Problem to solve:
Copy word for word the part of the text on rhetorical questions in ICR's Acts&Facts that begins with "Neutral questions are" and continues through "of such inquiries.".

Extract provided:

····················

Neutral questions are the least common variety of rhetorical query found throughout ICR’s Acts&Facts. These questions are commonly used as expository devices, helping Institute for Creation Research writers to introduce topics or move from one subject to another within sequential, nonnormative descriptions of data. For instance, in an article describing the human reproductive system, the author states, “A high concentration of the male hormone testosterone in the testes is essential to make normal sperm,” before asking readers: “Where does it come from?” This question simply aids in shifting the author’s discussion from one idea to the next, perhaps stirring up audience interest in the process.18 There are no directly observable positive or negative implications found in the immediate context of such inquiries.

While neutral questions appear relatively intermittently throughout Acts&Facts articles, ICR materials are saturated with negative erotema, hypophora, and anacoenosis. These often appear within attacks against an opponent’s understanding of biblical scripture, and they are articulated to provoke uncertainties regarding the sincerity of an adversary’s religious faith. An article by John D. Morris that criticizes the proevolutionist organization BioLogos is representative of this trend. In the piece he states, a “well-respected and well-funded group of scientists claiming to be Christians and Bible-believers have joined forces to teach that the Bible and evolution agree.” According to Morris, the BioLogos viewpoint, “which is essentially identical to the atheistic view, twists and shreds the Bible and is wholly improper for a Christian.” He then completes this denunciation with the following, subversive rhetorical question: “I don’t have the authority to question anyone’s salvation, and am not doing so here, but isn’t this how the Bible describes false teachers?”19 In a similar appraisal of evolutionary creationists, who are described as “exalting the words of men over the Word of God,” ICR’s Ford asks, “And when these men and women are hailed as leaders in the Evangelical world - as progressive, as sophisticated, as harmonious, etc. - what does that say about the present state of Christianity?”20 Ford likewise discharges a procession of rhetoricals in a December 2010 article reflecting upon the meaning of Christmas:

So why do so many ‘Christians’ and ‘churches’ waver on the fundamental doctrines of the Bible? How can they deny God the power and might to create the world in six days? Why do they deny the detailed account of a flood that covered the entire world? When will they realize that they are treading on dangerous ground by turning God’s inerrant and inspired Word into a supposedly flawed book of myths mixed with history?

····················

Data extracts:
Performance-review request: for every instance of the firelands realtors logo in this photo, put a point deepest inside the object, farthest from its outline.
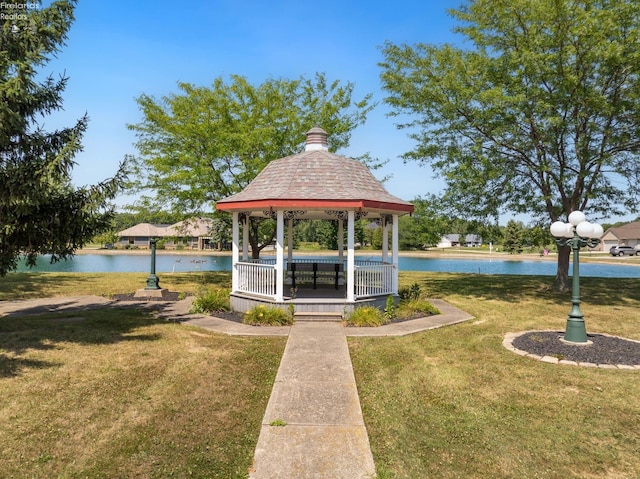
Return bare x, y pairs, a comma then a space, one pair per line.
16, 10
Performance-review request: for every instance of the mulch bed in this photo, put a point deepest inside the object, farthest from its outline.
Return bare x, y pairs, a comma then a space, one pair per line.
604, 350
169, 296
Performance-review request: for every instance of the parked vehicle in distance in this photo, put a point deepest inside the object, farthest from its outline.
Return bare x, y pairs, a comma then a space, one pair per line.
624, 250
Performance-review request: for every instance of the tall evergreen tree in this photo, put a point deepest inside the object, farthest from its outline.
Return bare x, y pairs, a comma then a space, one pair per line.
40, 210
513, 237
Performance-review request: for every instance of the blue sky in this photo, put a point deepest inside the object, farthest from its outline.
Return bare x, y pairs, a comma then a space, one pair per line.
119, 49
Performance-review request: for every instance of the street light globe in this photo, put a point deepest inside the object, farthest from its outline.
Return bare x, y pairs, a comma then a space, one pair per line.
569, 230
558, 228
585, 230
597, 231
576, 217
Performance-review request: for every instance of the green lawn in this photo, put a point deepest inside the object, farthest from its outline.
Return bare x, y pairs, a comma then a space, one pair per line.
118, 393
453, 403
121, 394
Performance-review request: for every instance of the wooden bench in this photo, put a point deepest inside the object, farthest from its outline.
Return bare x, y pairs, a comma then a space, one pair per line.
323, 272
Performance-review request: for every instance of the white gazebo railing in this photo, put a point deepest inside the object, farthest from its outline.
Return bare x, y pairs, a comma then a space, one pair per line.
373, 279
257, 278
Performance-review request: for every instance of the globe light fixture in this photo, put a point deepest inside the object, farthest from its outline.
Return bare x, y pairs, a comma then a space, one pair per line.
577, 233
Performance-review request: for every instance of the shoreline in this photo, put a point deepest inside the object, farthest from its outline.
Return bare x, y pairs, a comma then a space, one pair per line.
586, 256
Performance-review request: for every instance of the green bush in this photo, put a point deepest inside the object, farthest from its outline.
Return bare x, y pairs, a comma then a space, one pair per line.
390, 308
211, 300
366, 316
411, 293
267, 316
411, 308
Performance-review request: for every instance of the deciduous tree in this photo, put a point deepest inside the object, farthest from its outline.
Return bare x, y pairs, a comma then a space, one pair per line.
206, 143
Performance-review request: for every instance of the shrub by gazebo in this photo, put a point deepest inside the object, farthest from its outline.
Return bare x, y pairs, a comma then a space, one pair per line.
314, 184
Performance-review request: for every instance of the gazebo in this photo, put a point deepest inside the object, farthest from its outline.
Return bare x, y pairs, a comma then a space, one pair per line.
314, 184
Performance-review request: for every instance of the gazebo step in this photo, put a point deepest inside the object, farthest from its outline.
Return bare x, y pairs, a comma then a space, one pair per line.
317, 316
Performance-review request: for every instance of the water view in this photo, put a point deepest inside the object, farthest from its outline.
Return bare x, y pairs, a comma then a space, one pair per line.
167, 263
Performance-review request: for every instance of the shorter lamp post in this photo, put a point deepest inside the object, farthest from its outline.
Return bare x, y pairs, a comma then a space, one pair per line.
577, 233
153, 281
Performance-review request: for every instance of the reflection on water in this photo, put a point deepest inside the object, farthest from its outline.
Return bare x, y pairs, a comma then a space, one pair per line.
166, 263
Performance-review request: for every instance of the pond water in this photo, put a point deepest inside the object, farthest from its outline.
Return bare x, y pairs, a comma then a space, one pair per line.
105, 263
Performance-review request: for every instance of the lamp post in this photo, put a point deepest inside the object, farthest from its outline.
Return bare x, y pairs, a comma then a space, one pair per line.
153, 282
577, 233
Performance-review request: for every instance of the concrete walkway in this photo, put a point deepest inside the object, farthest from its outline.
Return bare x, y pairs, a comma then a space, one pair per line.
313, 425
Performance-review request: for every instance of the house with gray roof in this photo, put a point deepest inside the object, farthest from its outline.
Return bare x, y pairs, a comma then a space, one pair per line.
627, 235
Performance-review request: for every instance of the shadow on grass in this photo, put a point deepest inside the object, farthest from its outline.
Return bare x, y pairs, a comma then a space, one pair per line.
513, 288
38, 285
21, 336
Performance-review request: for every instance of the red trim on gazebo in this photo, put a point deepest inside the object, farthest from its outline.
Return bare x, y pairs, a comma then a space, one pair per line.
312, 204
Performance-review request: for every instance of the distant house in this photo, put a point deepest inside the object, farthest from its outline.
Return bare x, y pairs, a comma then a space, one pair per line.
192, 233
141, 234
449, 241
628, 235
452, 240
473, 241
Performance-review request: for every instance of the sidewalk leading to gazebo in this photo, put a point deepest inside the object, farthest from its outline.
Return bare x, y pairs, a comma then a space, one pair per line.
313, 425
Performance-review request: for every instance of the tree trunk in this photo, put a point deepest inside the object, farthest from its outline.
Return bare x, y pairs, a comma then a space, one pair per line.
561, 282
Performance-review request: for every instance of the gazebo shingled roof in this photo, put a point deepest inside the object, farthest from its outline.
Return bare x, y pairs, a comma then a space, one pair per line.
315, 179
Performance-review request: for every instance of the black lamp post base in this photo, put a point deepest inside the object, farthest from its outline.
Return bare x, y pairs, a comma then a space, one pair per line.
153, 282
576, 332
151, 293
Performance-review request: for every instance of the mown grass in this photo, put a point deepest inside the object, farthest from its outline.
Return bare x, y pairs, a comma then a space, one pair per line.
118, 393
453, 403
38, 285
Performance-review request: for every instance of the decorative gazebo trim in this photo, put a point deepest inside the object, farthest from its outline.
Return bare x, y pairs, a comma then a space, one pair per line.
315, 204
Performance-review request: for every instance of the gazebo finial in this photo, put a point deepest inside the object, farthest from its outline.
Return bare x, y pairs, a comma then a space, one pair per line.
316, 140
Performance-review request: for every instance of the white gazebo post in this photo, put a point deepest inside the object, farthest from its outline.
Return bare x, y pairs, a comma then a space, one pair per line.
245, 238
341, 247
394, 253
385, 239
351, 257
290, 240
235, 248
279, 256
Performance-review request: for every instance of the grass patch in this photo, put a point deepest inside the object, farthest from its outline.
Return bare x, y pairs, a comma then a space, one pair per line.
366, 316
412, 308
116, 393
211, 300
452, 402
40, 285
268, 316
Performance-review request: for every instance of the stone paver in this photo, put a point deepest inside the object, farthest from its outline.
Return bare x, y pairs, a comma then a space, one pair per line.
321, 432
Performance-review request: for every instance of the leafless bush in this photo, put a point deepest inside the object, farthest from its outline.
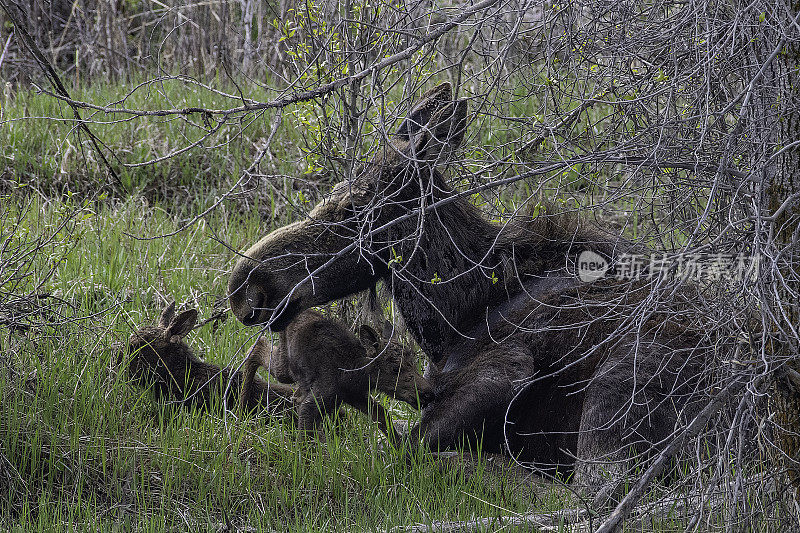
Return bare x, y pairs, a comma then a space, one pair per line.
675, 123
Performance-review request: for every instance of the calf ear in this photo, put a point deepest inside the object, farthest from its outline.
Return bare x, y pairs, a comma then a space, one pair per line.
443, 134
369, 338
181, 325
430, 102
167, 315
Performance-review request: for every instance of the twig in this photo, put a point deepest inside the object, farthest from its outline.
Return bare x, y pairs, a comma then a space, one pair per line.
56, 81
303, 96
630, 500
5, 48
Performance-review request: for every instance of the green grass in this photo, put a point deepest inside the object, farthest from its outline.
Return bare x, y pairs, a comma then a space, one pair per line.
85, 447
80, 446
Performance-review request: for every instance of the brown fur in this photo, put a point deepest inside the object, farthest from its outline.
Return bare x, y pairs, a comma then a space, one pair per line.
331, 366
524, 355
159, 359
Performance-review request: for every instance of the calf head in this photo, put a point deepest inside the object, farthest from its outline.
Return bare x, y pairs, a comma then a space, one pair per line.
157, 352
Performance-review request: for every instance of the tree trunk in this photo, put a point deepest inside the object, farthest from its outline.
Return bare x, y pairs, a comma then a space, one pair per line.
772, 135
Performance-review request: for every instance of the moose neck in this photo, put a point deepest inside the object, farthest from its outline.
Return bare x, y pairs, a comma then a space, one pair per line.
444, 273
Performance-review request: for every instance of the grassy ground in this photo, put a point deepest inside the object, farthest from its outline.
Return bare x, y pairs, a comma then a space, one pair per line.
82, 447
86, 261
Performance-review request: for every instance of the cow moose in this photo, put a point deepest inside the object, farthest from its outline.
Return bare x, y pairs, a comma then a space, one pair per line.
330, 366
561, 373
159, 359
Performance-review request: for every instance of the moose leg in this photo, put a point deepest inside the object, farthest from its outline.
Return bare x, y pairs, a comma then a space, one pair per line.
631, 408
474, 412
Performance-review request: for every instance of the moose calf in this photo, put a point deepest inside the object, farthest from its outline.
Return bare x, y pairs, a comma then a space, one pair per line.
331, 366
159, 358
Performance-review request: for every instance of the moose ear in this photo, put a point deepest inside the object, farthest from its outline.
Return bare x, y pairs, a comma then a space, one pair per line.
166, 315
181, 325
430, 102
369, 337
443, 134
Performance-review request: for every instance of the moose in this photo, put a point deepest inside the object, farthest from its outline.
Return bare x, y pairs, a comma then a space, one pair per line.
160, 360
561, 373
329, 366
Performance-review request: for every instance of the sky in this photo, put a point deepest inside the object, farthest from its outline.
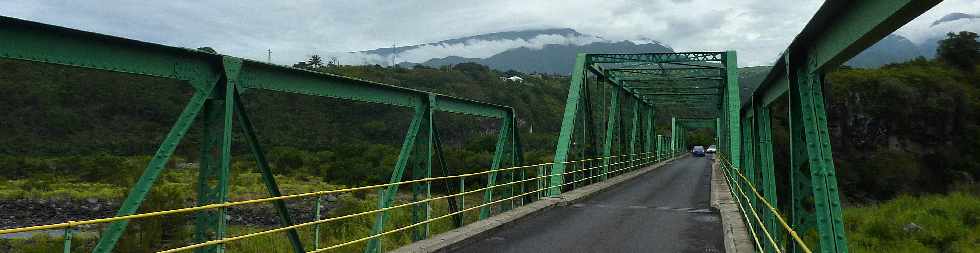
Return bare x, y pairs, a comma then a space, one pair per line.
758, 29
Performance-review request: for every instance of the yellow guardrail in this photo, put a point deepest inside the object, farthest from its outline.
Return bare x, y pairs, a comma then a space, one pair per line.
730, 172
633, 160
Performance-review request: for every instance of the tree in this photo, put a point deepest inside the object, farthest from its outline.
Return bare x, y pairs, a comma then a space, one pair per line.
960, 50
315, 61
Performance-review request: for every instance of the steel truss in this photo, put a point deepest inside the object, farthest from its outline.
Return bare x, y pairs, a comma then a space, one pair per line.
839, 31
218, 80
623, 93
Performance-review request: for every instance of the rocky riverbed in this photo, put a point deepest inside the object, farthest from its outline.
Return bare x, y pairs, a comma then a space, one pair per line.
30, 212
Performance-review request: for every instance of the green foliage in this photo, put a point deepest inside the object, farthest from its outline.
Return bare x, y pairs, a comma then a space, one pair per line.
904, 128
961, 50
933, 223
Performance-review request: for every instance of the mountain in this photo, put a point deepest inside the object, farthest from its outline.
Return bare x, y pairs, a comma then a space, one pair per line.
552, 58
549, 51
893, 48
896, 48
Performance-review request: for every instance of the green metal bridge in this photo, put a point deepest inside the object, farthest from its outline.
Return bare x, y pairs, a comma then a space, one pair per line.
608, 129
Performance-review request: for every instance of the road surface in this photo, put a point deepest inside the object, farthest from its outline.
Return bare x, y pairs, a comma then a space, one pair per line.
665, 210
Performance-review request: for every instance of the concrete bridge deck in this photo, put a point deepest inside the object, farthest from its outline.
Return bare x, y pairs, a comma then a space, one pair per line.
664, 210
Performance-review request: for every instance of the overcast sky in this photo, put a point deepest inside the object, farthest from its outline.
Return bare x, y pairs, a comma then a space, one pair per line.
758, 29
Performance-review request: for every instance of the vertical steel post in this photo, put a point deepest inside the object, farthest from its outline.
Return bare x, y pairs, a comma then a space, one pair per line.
766, 166
388, 195
267, 177
66, 248
316, 227
733, 104
808, 90
634, 132
498, 156
109, 237
611, 125
673, 135
567, 124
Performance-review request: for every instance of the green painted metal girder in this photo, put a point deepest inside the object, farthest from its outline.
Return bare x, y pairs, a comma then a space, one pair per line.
572, 102
637, 77
31, 41
611, 124
676, 94
659, 67
679, 88
655, 57
257, 75
267, 176
387, 196
217, 79
26, 40
731, 104
840, 30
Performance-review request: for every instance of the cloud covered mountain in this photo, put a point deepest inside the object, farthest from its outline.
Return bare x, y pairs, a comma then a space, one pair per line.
542, 51
897, 48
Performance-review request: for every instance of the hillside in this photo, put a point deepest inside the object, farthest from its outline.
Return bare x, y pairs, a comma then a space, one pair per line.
550, 51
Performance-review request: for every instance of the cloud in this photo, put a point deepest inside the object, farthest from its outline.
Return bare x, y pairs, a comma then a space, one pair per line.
758, 29
468, 49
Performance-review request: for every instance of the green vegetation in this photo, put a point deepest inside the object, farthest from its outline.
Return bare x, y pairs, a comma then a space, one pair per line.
930, 223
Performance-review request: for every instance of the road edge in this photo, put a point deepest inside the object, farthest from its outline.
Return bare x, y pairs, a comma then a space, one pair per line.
460, 237
735, 235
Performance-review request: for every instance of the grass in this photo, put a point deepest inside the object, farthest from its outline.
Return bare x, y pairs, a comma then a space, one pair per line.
332, 233
931, 223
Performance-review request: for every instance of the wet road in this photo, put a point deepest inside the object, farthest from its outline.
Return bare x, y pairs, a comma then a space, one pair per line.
665, 210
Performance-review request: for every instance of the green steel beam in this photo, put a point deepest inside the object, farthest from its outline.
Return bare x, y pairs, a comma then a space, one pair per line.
567, 124
677, 94
838, 31
31, 41
498, 155
611, 123
267, 177
387, 196
732, 102
656, 57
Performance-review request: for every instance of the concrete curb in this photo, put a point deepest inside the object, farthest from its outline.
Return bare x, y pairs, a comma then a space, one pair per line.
733, 226
460, 237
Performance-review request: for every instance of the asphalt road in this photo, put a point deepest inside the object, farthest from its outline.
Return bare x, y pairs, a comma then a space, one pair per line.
665, 210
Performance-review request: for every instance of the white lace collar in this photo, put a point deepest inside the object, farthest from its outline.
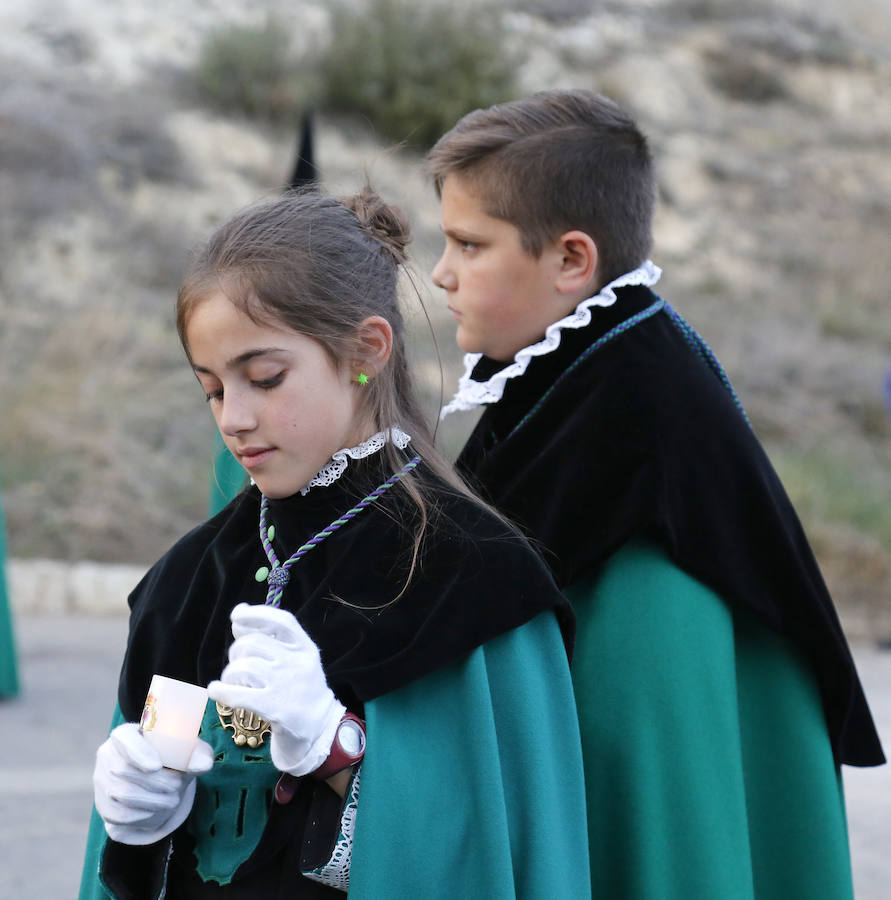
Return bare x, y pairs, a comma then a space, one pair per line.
330, 472
472, 393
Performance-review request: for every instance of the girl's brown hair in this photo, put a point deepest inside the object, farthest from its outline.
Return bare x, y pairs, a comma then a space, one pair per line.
321, 266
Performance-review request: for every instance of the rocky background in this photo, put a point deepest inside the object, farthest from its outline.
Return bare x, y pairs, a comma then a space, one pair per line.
771, 123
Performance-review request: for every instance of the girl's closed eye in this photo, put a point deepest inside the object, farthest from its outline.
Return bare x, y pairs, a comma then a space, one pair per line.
267, 383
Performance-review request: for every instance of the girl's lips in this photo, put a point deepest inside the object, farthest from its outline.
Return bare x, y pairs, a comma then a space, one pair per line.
251, 458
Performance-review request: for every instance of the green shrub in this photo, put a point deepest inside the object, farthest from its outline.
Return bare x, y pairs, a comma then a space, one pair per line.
413, 69
250, 70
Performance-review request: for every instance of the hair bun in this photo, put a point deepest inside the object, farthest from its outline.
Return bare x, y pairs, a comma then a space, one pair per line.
388, 224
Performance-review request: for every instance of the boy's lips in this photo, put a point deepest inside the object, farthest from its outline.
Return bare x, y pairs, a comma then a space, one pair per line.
251, 457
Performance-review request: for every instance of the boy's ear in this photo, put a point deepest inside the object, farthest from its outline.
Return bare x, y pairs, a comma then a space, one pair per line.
578, 268
375, 340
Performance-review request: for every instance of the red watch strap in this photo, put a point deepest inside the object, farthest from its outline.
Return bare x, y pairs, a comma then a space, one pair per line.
339, 759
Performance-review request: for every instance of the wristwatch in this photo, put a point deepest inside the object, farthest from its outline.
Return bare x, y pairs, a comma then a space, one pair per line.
348, 747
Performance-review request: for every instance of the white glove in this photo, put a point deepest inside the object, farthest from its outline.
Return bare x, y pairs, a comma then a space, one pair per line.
139, 800
275, 671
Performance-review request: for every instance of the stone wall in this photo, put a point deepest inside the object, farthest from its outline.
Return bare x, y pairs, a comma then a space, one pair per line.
49, 586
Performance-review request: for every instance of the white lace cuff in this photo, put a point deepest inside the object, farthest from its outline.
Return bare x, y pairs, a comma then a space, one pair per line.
330, 472
336, 872
472, 393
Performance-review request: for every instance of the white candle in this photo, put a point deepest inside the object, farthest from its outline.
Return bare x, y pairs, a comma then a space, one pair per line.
172, 718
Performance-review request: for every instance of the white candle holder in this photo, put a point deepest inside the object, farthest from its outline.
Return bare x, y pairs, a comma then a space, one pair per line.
172, 718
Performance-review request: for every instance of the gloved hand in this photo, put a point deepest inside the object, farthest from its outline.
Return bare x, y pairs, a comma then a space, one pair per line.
138, 799
275, 671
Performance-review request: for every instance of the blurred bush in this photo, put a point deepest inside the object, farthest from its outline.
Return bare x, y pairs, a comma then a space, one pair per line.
414, 69
251, 70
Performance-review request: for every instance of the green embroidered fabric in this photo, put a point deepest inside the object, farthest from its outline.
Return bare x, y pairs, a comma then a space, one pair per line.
232, 802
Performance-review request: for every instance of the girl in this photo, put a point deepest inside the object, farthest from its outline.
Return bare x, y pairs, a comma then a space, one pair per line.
394, 602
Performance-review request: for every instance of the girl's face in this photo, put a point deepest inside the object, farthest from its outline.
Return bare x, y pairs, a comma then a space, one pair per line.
282, 406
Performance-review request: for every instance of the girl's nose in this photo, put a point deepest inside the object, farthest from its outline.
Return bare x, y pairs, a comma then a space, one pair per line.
443, 277
236, 415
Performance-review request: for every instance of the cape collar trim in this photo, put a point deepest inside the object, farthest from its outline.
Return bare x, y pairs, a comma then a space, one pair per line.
471, 394
331, 471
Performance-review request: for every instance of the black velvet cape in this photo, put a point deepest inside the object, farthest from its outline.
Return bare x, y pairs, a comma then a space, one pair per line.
642, 439
476, 578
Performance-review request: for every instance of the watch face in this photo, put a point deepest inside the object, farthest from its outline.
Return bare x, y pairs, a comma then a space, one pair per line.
351, 738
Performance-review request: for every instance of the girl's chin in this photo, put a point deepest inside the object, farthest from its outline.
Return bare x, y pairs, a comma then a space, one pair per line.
276, 489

····················

Result of the task:
Neutral questions are the least common variety of rhetorical query found throughout ICR’s Acts&Facts. These questions are commonly used as expository devices, helping Institute for Creation Research writers to introduce topics or move from one subject to another within sequential, nonnormative descriptions of data. For instance, in an article describing the human reproductive system, the author states, “A high concentration of the male hormone testosterone in the testes is essential to make normal sperm,” before asking readers: “Where does it come from?” This question simply aids in shifting the author’s discussion from one idea to the next, perhaps stirring up audience interest in the process.18 There are no directly observable positive or negative implications found in the immediate context of such inquiries.